DATA.
= = = = =

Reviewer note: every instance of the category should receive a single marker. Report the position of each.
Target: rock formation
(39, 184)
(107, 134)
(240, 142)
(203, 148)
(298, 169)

= = = = =

PROBLEM TO WORK ON. Every record must be written out again without any change.

SOLUTION FOR THIS TASK.
Reviewer note: every instance of the category should receive a single marker. Report the position of each.
Target: rock formation
(39, 184)
(107, 134)
(240, 142)
(203, 148)
(298, 169)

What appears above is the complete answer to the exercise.